For each line in the data below that has the word "podium", copy that line.

** Opening Data for the task block **

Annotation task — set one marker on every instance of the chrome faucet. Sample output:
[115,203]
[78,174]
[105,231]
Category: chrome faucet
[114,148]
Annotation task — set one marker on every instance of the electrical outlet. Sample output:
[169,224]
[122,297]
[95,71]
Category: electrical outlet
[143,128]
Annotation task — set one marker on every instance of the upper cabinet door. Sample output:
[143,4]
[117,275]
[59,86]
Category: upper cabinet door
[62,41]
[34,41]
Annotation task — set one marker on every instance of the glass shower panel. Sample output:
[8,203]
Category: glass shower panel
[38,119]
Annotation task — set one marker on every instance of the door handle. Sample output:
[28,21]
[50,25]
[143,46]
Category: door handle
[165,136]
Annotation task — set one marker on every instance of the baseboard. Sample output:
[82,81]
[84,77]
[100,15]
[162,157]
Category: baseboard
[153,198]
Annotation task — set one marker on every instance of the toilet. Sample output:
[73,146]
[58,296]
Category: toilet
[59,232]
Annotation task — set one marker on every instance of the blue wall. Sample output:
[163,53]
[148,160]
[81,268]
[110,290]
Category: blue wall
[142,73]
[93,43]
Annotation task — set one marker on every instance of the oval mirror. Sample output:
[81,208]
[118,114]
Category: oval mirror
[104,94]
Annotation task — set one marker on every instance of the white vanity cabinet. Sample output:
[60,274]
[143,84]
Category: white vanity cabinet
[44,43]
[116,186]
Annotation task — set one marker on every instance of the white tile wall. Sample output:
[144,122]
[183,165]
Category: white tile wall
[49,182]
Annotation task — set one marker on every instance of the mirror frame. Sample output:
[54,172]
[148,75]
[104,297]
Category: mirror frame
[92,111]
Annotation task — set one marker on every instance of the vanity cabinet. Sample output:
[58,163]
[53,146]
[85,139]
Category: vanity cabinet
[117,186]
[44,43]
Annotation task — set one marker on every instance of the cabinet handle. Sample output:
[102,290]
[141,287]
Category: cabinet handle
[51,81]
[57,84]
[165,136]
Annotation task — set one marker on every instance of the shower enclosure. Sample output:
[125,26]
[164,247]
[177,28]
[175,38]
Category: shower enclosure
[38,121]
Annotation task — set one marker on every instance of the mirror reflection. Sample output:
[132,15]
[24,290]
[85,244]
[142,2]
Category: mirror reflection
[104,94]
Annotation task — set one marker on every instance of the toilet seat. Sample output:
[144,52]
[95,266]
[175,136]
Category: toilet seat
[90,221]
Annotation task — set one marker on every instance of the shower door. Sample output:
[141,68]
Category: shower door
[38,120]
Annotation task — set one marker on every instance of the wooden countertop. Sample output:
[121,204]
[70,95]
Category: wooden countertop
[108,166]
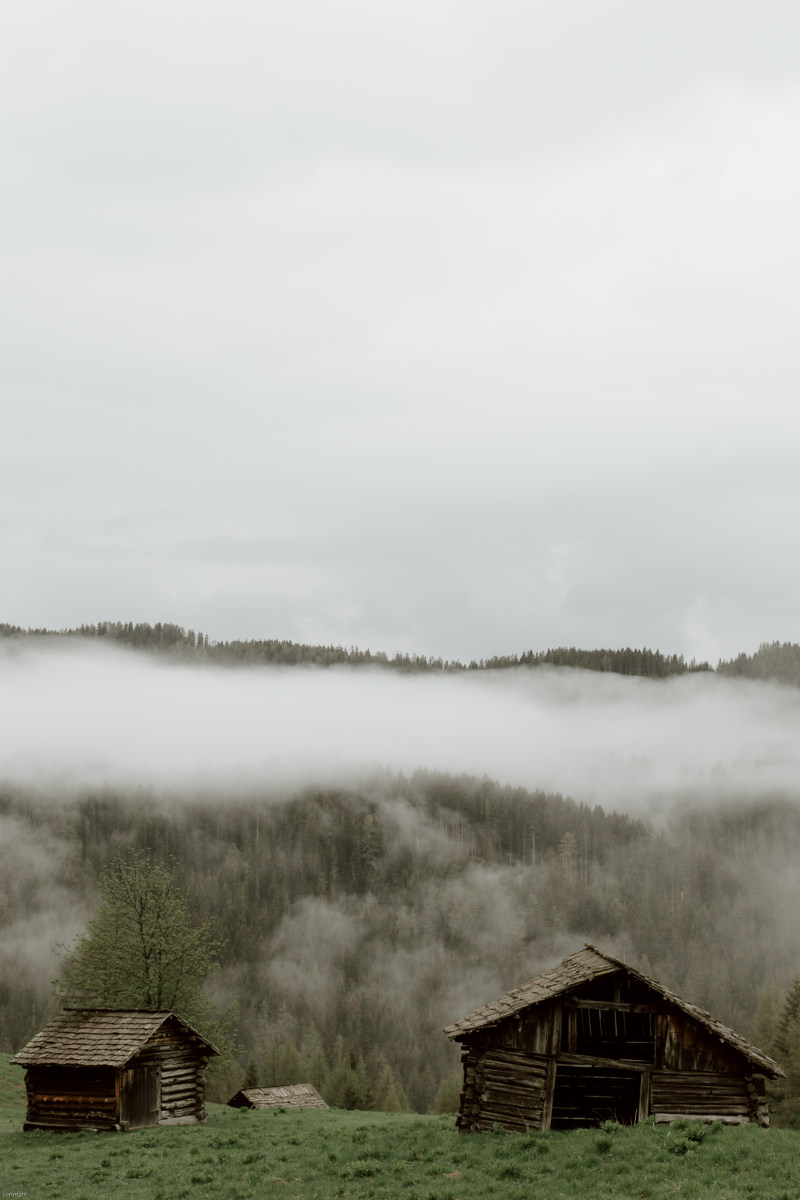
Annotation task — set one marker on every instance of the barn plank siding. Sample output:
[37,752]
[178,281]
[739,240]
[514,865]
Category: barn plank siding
[594,1039]
[109,1069]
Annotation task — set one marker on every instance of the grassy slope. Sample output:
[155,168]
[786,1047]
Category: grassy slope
[372,1156]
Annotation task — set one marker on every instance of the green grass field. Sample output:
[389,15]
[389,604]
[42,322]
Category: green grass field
[318,1155]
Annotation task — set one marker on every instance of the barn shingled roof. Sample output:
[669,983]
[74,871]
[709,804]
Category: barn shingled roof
[581,967]
[287,1096]
[98,1037]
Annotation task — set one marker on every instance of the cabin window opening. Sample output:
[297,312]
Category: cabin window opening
[609,1033]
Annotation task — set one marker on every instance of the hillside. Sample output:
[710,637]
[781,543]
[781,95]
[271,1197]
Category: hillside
[359,922]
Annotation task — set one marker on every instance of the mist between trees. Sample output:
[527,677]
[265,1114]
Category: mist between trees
[358,922]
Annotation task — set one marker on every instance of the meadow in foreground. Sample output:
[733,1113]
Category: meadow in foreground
[322,1155]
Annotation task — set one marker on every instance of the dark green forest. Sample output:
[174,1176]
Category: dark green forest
[188,645]
[356,923]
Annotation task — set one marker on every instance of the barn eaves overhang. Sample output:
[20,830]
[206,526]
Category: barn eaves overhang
[581,969]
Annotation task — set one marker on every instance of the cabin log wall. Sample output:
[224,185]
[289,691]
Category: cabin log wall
[182,1078]
[675,1067]
[71,1098]
[503,1086]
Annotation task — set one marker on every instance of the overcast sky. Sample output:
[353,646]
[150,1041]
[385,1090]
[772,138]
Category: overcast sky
[447,325]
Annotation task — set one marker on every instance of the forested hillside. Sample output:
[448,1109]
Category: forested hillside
[359,922]
[771,660]
[164,637]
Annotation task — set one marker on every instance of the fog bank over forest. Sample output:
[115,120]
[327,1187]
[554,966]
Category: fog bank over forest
[80,713]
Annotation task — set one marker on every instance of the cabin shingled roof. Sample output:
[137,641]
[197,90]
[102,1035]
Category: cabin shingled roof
[97,1037]
[288,1096]
[579,969]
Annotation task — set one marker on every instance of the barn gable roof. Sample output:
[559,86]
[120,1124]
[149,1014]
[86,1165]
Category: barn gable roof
[98,1037]
[287,1096]
[582,967]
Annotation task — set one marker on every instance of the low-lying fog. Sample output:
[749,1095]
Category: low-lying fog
[80,713]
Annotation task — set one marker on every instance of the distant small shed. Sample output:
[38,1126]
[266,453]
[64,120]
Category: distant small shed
[289,1096]
[115,1069]
[594,1039]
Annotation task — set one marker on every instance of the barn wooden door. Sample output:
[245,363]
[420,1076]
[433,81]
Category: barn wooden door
[140,1096]
[588,1096]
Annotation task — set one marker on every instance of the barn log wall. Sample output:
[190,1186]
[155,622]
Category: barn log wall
[511,1072]
[710,1096]
[182,1077]
[71,1098]
[503,1086]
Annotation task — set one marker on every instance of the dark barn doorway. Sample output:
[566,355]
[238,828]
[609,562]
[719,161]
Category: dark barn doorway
[140,1096]
[587,1096]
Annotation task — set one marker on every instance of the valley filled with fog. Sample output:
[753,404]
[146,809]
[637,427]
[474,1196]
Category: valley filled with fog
[383,852]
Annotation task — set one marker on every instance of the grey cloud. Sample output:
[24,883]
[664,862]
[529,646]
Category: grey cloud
[79,715]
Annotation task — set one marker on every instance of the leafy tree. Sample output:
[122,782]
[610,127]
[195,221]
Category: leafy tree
[143,951]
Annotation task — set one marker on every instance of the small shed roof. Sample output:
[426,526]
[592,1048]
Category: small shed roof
[579,969]
[98,1037]
[288,1096]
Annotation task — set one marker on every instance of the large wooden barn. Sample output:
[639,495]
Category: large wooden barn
[591,1041]
[115,1069]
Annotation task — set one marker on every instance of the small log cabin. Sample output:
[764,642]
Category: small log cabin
[591,1041]
[288,1096]
[115,1069]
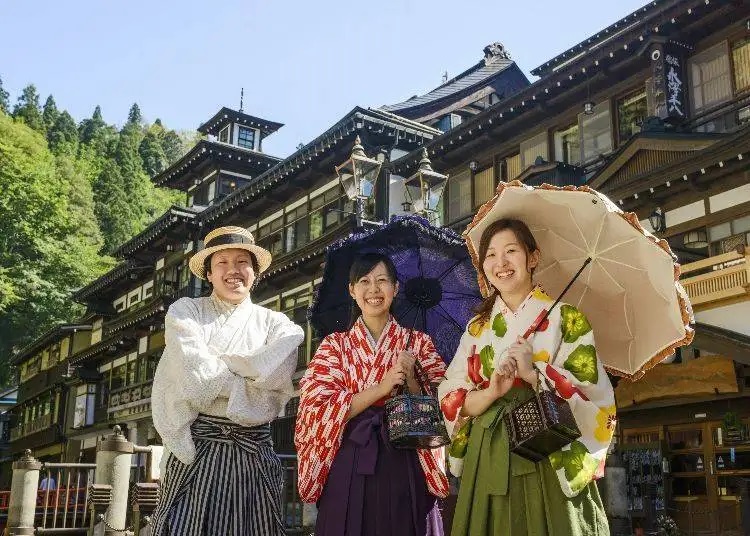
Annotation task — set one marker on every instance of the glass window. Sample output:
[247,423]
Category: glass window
[717,232]
[596,132]
[709,77]
[325,212]
[246,138]
[741,64]
[118,377]
[132,378]
[533,148]
[459,196]
[297,228]
[484,185]
[227,185]
[271,236]
[512,167]
[448,122]
[631,111]
[741,225]
[568,145]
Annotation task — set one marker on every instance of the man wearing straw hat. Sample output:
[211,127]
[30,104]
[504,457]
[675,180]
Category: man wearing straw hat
[226,372]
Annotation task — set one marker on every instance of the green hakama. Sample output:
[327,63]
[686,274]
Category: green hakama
[502,493]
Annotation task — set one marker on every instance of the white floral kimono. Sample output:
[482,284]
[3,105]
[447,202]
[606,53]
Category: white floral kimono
[564,353]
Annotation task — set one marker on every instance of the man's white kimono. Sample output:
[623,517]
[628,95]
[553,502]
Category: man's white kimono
[221,360]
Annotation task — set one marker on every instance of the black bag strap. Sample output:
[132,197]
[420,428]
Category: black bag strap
[418,372]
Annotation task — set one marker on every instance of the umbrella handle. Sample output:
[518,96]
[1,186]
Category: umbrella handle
[419,371]
[542,317]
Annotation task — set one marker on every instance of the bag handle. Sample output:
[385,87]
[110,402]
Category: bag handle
[417,373]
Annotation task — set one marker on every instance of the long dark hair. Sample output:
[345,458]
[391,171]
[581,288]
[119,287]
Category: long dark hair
[363,265]
[528,243]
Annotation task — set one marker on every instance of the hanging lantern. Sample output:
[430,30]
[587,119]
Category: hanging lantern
[359,173]
[425,188]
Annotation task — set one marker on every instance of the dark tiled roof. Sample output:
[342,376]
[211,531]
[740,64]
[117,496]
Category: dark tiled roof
[210,149]
[119,272]
[318,149]
[476,75]
[171,217]
[651,10]
[46,339]
[227,115]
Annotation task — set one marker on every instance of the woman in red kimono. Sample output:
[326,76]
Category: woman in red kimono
[362,485]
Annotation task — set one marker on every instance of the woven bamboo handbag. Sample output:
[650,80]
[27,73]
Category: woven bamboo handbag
[541,425]
[415,421]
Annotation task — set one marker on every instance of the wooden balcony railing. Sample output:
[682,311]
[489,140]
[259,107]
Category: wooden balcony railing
[22,430]
[717,279]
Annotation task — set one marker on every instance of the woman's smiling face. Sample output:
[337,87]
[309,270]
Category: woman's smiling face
[374,292]
[506,265]
[232,274]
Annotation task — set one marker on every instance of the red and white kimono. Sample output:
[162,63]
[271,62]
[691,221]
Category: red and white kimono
[346,364]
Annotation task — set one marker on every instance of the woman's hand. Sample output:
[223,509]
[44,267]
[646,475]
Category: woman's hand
[502,379]
[394,377]
[407,360]
[522,353]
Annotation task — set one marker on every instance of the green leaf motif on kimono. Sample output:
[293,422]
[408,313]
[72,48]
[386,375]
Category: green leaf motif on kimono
[487,356]
[582,363]
[499,325]
[579,465]
[574,323]
[460,441]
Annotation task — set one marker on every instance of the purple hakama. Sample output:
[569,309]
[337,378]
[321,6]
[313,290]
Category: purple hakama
[374,489]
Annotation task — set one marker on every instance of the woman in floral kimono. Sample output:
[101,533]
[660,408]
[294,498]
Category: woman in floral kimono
[363,486]
[501,492]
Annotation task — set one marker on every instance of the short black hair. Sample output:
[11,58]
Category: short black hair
[207,263]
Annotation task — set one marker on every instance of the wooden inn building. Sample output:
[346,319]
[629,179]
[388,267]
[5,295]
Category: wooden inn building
[653,110]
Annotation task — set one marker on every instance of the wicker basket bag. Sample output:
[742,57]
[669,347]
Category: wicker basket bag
[541,425]
[415,421]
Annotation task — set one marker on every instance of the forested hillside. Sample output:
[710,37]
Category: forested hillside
[70,194]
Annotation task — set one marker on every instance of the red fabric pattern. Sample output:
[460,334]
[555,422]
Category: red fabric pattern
[343,366]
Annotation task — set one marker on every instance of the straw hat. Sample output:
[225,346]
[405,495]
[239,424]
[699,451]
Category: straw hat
[229,238]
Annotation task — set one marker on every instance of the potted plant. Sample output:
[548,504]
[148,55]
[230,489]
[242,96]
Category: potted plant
[732,426]
[666,526]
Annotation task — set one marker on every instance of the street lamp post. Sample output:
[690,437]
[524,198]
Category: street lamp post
[425,188]
[358,176]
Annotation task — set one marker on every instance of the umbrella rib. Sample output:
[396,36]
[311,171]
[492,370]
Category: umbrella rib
[575,222]
[460,294]
[570,243]
[623,264]
[449,317]
[610,248]
[449,270]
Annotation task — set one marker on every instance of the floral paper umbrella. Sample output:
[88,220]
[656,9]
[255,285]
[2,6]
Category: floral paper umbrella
[629,290]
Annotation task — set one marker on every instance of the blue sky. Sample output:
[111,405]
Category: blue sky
[304,64]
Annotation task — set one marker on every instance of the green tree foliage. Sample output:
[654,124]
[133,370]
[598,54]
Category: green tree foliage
[152,153]
[62,136]
[4,106]
[134,115]
[67,202]
[50,113]
[48,246]
[112,207]
[27,108]
[91,129]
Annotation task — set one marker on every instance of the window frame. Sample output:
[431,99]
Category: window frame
[600,109]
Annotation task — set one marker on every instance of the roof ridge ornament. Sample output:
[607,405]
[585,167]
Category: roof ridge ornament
[494,52]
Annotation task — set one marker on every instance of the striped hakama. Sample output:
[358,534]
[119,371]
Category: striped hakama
[233,487]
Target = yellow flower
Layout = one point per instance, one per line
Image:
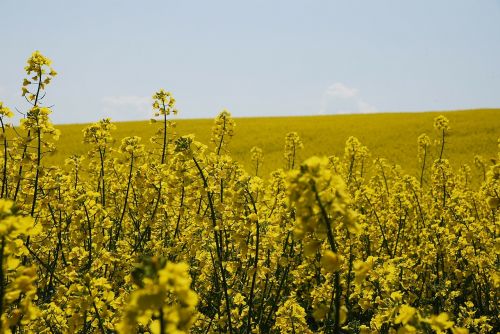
(331, 261)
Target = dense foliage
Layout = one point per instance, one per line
(181, 239)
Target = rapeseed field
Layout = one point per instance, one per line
(147, 228)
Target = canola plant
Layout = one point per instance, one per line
(180, 238)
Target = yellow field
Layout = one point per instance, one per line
(391, 136)
(180, 239)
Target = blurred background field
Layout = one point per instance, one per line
(388, 135)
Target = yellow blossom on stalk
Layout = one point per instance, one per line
(18, 285)
(441, 123)
(4, 111)
(164, 103)
(331, 261)
(165, 303)
(290, 317)
(439, 323)
(293, 144)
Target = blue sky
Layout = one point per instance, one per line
(255, 58)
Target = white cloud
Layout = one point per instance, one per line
(339, 98)
(340, 90)
(127, 107)
(366, 108)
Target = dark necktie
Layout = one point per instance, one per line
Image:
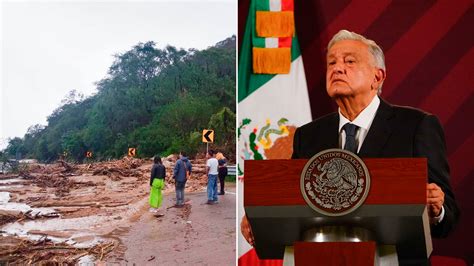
(351, 144)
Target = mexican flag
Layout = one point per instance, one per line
(272, 94)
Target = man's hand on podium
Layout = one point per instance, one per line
(435, 199)
(247, 230)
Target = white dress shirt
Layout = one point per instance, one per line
(363, 121)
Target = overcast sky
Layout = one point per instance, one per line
(49, 48)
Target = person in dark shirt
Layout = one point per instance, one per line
(157, 183)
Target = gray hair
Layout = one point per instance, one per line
(374, 49)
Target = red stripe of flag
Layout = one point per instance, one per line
(284, 42)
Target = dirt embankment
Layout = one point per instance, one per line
(64, 212)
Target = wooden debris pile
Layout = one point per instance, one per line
(16, 216)
(21, 252)
(117, 169)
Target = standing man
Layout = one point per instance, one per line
(182, 170)
(222, 171)
(212, 172)
(370, 127)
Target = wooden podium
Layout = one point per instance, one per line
(394, 211)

** Closing Data for the task block **

- _Output of the exercise_
Target = man's hand on podium
Target = wooden podium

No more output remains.